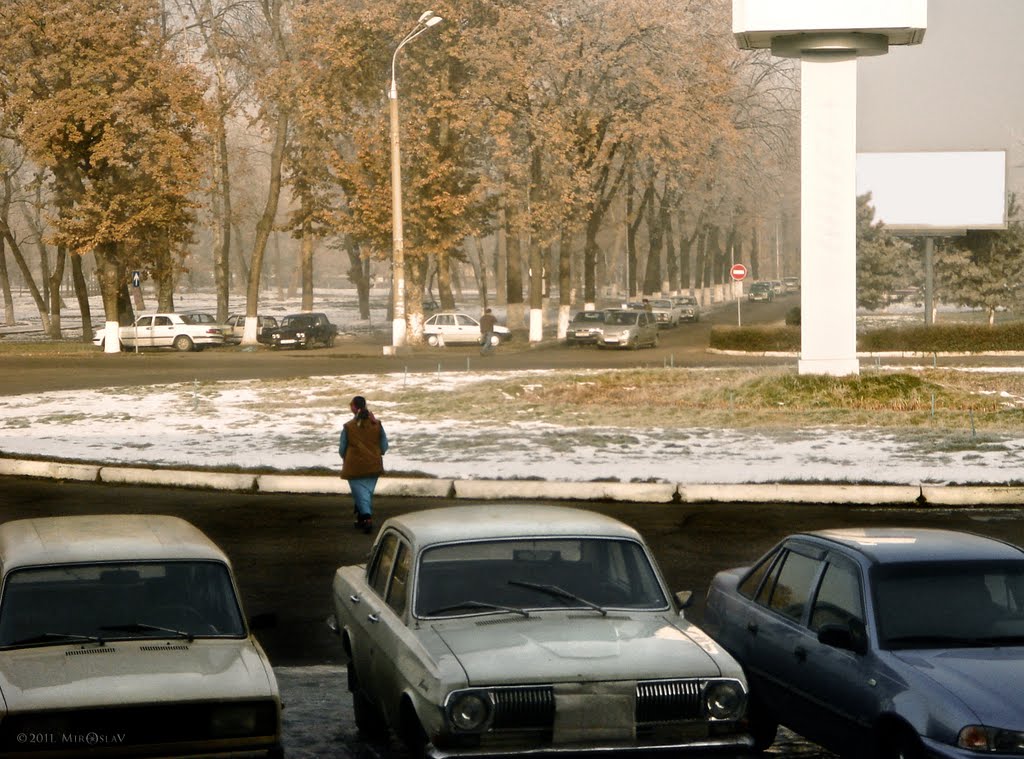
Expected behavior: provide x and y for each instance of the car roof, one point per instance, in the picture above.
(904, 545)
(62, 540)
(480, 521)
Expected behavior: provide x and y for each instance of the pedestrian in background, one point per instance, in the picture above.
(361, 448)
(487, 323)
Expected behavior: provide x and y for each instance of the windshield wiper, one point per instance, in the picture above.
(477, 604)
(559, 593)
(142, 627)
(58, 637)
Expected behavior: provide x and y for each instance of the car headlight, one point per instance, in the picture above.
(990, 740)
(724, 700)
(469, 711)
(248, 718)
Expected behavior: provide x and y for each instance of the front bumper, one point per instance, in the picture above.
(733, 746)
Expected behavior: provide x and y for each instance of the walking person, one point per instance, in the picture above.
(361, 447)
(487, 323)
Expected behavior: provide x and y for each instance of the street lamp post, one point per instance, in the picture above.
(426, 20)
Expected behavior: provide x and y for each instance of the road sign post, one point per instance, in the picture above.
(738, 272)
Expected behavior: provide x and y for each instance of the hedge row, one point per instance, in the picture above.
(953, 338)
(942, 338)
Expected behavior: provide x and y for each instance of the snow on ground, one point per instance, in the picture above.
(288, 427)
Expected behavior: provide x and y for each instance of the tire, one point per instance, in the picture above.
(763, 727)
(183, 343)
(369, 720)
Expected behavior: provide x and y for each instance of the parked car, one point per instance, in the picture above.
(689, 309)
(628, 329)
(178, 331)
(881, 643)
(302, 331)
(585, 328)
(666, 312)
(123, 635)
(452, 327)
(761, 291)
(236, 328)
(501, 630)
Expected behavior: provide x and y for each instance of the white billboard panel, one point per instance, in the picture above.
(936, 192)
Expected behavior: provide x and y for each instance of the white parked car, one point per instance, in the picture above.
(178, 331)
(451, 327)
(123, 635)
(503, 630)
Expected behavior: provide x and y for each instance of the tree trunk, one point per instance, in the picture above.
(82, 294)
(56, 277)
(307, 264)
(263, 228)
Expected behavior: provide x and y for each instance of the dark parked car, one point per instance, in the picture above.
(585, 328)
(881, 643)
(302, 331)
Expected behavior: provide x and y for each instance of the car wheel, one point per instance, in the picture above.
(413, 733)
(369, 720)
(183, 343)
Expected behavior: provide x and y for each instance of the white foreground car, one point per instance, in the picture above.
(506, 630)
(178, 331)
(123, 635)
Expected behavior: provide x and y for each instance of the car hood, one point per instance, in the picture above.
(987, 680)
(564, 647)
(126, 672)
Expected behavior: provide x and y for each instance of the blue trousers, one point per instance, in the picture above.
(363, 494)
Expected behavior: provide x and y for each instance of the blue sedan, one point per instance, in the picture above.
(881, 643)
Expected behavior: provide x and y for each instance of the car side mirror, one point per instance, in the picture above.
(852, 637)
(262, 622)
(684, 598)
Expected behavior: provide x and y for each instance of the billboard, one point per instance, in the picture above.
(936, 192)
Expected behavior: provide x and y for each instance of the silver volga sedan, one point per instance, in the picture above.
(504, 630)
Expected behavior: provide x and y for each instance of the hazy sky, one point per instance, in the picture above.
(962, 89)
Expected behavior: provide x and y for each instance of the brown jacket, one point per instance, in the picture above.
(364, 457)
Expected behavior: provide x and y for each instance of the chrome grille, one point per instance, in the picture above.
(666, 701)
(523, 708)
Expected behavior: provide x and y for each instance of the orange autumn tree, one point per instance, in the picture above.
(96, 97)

__What you should do__
With the line containing "the billboard, one" as the first and the last line of the records as the final one, print exactly the lines in that span.

__Response to this task__
Expected behavior: provide x and y for each instance of the billboard, one point per instance, in the picture above.
(936, 192)
Expected behavior: provide x and y for each instance of the silver volga sedan, one point per instance, in the picture above.
(504, 630)
Expected behavior: provide x and y for each instance of the hazy sky, one point per instance, in the picture above.
(962, 89)
Expected behavior: provide x and y for each instance of the brown jacket, one point per instance, in the picture above.
(364, 457)
Expected behavior: provide x and y for each instance of the chrome grille, one point per instance, in the picture above.
(666, 701)
(523, 708)
Expected behavior: provide x and y for each instance of the orange autumn tree, one point per instance, in the picture above.
(96, 97)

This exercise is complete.